:: Data section ::

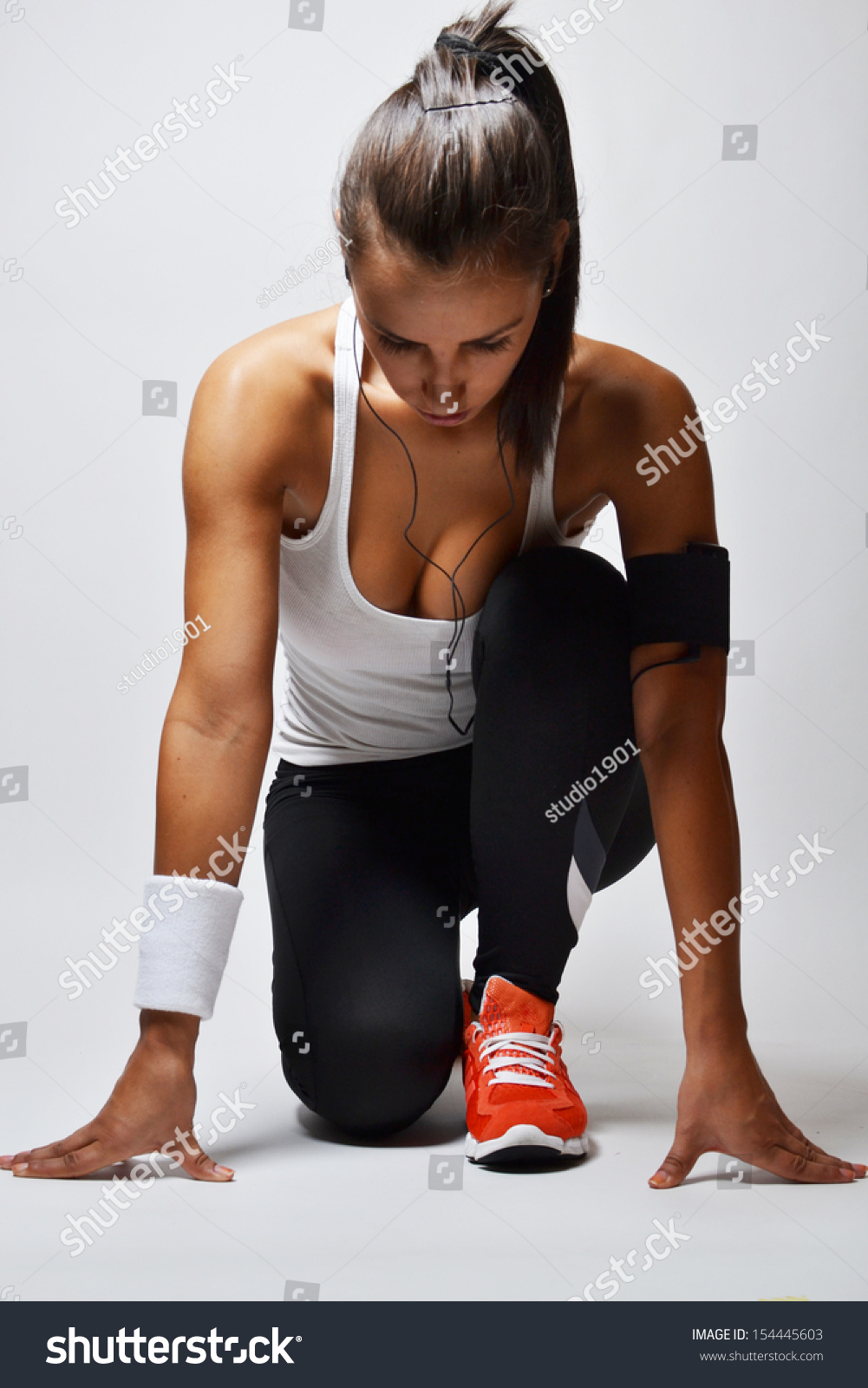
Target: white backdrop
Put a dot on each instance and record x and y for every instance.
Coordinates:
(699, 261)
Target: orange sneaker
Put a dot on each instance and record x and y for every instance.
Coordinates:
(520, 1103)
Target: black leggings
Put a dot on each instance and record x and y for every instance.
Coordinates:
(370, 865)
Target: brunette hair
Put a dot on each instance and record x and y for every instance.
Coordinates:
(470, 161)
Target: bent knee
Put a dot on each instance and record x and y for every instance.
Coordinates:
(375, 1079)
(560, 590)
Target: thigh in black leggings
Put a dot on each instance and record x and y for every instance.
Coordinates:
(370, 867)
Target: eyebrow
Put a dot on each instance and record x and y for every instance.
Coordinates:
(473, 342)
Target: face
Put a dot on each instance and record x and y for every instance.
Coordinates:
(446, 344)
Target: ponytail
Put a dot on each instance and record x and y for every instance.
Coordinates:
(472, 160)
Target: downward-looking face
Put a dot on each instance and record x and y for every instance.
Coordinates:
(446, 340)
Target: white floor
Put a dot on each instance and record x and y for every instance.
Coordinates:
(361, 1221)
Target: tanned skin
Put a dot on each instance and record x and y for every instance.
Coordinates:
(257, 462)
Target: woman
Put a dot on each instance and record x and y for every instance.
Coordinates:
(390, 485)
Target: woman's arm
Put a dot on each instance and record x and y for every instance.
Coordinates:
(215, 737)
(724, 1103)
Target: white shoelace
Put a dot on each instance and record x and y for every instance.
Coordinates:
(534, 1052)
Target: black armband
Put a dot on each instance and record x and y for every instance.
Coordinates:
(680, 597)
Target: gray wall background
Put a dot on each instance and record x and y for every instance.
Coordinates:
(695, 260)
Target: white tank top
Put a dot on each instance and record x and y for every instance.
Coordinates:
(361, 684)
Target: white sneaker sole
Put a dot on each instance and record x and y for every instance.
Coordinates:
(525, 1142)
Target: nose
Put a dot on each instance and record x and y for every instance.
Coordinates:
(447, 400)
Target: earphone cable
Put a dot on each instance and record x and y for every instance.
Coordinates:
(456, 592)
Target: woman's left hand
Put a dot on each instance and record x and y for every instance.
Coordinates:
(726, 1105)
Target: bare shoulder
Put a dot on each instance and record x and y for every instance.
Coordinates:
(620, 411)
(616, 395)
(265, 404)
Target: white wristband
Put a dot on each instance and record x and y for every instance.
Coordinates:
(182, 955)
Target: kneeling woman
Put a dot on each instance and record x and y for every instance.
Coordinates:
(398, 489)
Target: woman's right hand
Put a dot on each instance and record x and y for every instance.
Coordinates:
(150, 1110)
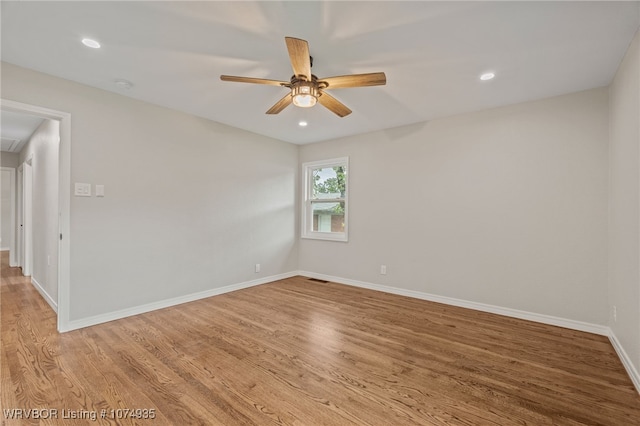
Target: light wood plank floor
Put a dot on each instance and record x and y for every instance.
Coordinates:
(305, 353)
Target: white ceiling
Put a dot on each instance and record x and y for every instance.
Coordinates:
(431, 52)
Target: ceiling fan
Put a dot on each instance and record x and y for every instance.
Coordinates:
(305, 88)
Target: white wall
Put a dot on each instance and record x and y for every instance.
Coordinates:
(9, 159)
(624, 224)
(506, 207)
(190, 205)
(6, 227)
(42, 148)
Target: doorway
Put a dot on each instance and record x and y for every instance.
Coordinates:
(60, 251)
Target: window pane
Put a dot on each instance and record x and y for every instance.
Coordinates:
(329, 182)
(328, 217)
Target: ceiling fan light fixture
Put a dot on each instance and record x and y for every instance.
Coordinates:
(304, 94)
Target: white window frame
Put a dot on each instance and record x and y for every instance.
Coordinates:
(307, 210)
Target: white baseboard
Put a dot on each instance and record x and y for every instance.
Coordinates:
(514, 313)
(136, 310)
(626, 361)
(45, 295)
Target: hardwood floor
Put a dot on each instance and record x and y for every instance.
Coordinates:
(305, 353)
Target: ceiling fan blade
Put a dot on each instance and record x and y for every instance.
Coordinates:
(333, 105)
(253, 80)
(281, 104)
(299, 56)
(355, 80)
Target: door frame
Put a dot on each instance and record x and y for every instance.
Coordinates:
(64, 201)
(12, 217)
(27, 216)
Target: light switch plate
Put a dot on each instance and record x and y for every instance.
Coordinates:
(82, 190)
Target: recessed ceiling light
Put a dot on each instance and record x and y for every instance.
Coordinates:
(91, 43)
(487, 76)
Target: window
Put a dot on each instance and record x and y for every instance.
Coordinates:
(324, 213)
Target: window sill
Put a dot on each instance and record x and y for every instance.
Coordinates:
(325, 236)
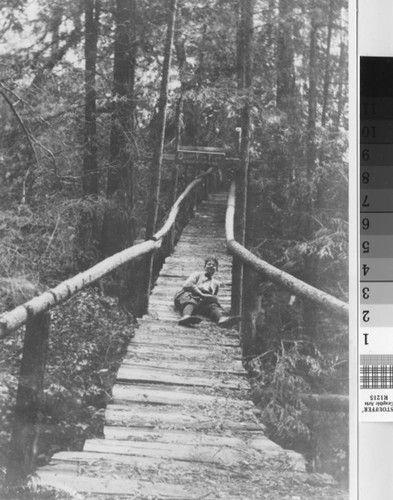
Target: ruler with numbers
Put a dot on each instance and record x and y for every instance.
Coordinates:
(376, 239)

:::

* Request: Are you able to set down all the lines above exactly, without any pictures?

* Exercise response:
Target: white backdrop
Put a dot on each instance and record x and y for every instance.
Coordinates:
(699, 261)
Target: orange sneaker
Put a dot on each instance and record x and y for every instance.
Coordinates:
(520, 1103)
Target: black leggings
Put a dot on each instance and record x and y for every instance.
Coordinates:
(370, 865)
Target: brunette hair
Put a dot on each instance and record x and y for every instance.
Coordinates:
(470, 161)
Target: bent knee
Put a dot on each instance and record x and y for every instance.
Coordinates:
(375, 1079)
(560, 590)
Target: thigh in black leggings
Put a dot on each instance and record x and y for every instance.
Coordinates:
(370, 867)
Target: eyebrow
Put a dot on each instance and record x and y for every instance.
Coordinates:
(473, 342)
Target: face
Put a dot on each instance and record x and y for every instance.
Coordinates:
(446, 344)
Target: ponytail
Put a dot on each instance and record x and y for every instance.
Coordinates:
(472, 160)
Target: downward-looking face
Put a dot on each instance and record x and y for every instance.
Coordinates:
(446, 340)
Target: white floor
Put a dot on each instance and record x and y for every instance.
Coordinates:
(361, 1221)
Target: tanned skin
Put a dot on each instance and record x and y for every instance.
Coordinates:
(257, 462)
Target: woman
Put a dot on each instance and record x and y for every instance.
Coordinates:
(390, 485)
Target: woman's arm
Put a dot on each instance and record x and y for every instance.
Coordinates:
(215, 737)
(724, 1103)
Target: white shoelace
Put a dot on each instance and record x and y for every instance.
Coordinates:
(534, 1052)
Target: black armband
Put a dot on each instance and record x and y for every instance.
Coordinates:
(680, 597)
Target: gray wall background
Put a dot on each instance and record x and y for every instance.
Coordinates:
(695, 260)
Target: white tank top
Put a dot on each instance and record x and y for every instance.
Coordinates:
(361, 684)
Target: white sneaker sole
Put a dot on each instance and record x and y for every instance.
Coordinates:
(525, 1142)
Target: nose
Put a dot on each instance and record x and y for every instance.
Coordinates:
(447, 400)
Target: earphone cable
Put a dot on each instance and record x and y for every instance.
Coordinates:
(456, 592)
Target: woman's left hand
Put a dot on each instance and record x and y for every instance.
Coordinates:
(726, 1105)
Target: bare shoulder
Put a dot on each instance and record x and y for every instance.
Coordinates:
(620, 411)
(616, 395)
(265, 404)
Target: white wristband
Put a dot on each instance and record x and y for every instance.
Coordinates:
(182, 955)
Target: kneeling woman
Put a dot on each instance and record x and y for every instance.
Coordinates:
(398, 489)
Target: woman's right hand
Put a dot on each instance and record x and y for every instance.
Coordinates:
(150, 1110)
Target: light wood plank floor
Put a dot on each instance and record x and y for every instance.
Coordinates:
(305, 353)
Target: white ceiling
Put a dot on each instance and record x and y for every instance.
Coordinates:
(431, 52)
Target: ceiling fan
Put a dot on each instance and record x and y for every instance.
Coordinates:
(305, 88)
Target: white wall
Put a dot on each instance and record x and y for every instance.
Coordinates:
(9, 159)
(624, 224)
(506, 207)
(190, 205)
(6, 227)
(42, 148)
Target: doorway
Put a dot on each instance and record x and y for every instance.
Coordinates:
(60, 251)
Target: window pane
Put a dot on each instance and record x and y for every instance.
Coordinates:
(329, 182)
(328, 217)
Target: ceiling fan light fixture
Put a dot on each instance and record x and y for every instance.
Coordinates:
(304, 94)
Target: white window frame
Put a dot on each instance and record x and y for every instance.
Coordinates:
(307, 210)
Target: white baseboard
Put a dot on each instance and record x and y for every instance.
Coordinates:
(514, 313)
(136, 310)
(626, 361)
(45, 295)
Target: hardwood floor
Put a dot on each instance and record x and y for every instance.
Coordinates:
(305, 353)
Target: ceiling fan blade
Put a dot on each instance and record x and y for every instance.
Coordinates:
(333, 105)
(253, 80)
(281, 104)
(299, 56)
(355, 80)
Target: door frame
Put a dot on each instance and record x and y for every instance.
Coordinates:
(64, 201)
(12, 217)
(27, 216)
Target: light switch plate
Put a dot on each instance and record x and y for every instance.
Coordinates:
(82, 190)
Target: recessed ceiling light
Put a dot on each instance and record x and y for every instance.
Coordinates:
(91, 43)
(487, 76)
Target: window
Put a dot on each instance and record x and y for every instance.
Coordinates:
(324, 213)
Target: window sill
Put a dot on each instance and record x and y for every instance.
Coordinates:
(325, 236)
Target: ruler with numbers
Put a dot on each instance and record x and y for every instance.
Coordinates:
(376, 239)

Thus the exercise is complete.